• About this exercise
Each entry below needs to be retyped exactly as given.
● ● ● ● ● ● ●
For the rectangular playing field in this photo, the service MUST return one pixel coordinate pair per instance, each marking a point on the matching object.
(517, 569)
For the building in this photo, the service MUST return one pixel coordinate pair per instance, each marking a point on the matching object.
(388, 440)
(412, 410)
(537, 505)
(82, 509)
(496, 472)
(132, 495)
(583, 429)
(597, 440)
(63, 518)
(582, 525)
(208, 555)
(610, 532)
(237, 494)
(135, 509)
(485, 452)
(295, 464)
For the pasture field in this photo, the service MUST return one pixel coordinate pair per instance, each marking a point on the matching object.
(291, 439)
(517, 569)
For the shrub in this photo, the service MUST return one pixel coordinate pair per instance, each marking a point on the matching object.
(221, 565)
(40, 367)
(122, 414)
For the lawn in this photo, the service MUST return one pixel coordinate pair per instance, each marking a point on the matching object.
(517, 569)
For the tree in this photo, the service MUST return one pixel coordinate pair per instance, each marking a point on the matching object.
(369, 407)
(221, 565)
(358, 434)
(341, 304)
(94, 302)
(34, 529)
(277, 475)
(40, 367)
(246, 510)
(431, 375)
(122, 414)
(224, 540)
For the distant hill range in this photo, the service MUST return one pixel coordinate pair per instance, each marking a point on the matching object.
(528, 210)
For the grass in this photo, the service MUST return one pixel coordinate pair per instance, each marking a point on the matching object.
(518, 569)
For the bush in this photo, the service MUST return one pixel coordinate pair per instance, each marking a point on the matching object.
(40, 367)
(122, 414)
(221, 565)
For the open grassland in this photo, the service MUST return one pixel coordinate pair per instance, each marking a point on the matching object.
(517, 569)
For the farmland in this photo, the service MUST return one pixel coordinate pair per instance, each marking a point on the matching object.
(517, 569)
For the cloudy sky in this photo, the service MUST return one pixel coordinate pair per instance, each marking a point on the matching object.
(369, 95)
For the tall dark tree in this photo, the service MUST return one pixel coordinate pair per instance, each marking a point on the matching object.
● ● ● ● ● ● ●
• Exercise solution
For the rectangular playing field in this photo, the service MUST return one pixel coordinate pair per instance, each marking a point on the matching object.
(517, 569)
For the building in this photo, the service MUST return one pixel coordinate pair per instance, each marking a point on the matching object.
(388, 440)
(412, 410)
(537, 505)
(82, 509)
(496, 472)
(132, 495)
(583, 429)
(597, 440)
(63, 518)
(582, 525)
(208, 555)
(610, 532)
(237, 494)
(135, 509)
(485, 452)
(295, 464)
For the pasture field in this photo, the service MUST return one pixel coordinate pair per instance, each marking a point on the matching object.
(291, 439)
(517, 569)
For the shrub in this photo, the service MUST return one pixel coordinate pair per instance, each marking a point on the matching object.
(221, 565)
(40, 367)
(122, 414)
For the lawn in this photo, the service MUST return one pixel coordinate pair per instance, each marking a point on the matching object.
(517, 569)
For the tree in this photo, the service MUST return one pixel coordinate pair per instance, each marking a point on the matching object.
(369, 407)
(221, 565)
(358, 434)
(341, 304)
(94, 302)
(34, 529)
(277, 475)
(40, 367)
(246, 510)
(431, 375)
(122, 414)
(224, 540)
For the distant hill range in this photo, the service MUST return one pixel coordinate pair per instance, each marking a point on the matching object.
(528, 210)
For the grass in this photo, the service MUST return one pixel coordinate pair per instance, each marking a point on the matching object.
(518, 569)
For the bush in this photo, the service MUST return one pixel coordinate pair per instance, each marking a point on the matching object.
(40, 367)
(122, 414)
(221, 565)
For the open grassland in this photo, the service MUST return one pixel coordinate pair per instance, each marking a point on the matching object.
(517, 569)
For the farmland in this photo, the service MUST return one pixel coordinate pair per instance, each marking a point on the matching object.
(517, 569)
For the cloudy sky in this photo, the service MUST return one pixel coordinate pair per instance, each marking a point on the matching object.
(369, 95)
For the tall dark tree in this photo, the service MUST return one pixel coordinate pair per instance, each marking a point on the matching object.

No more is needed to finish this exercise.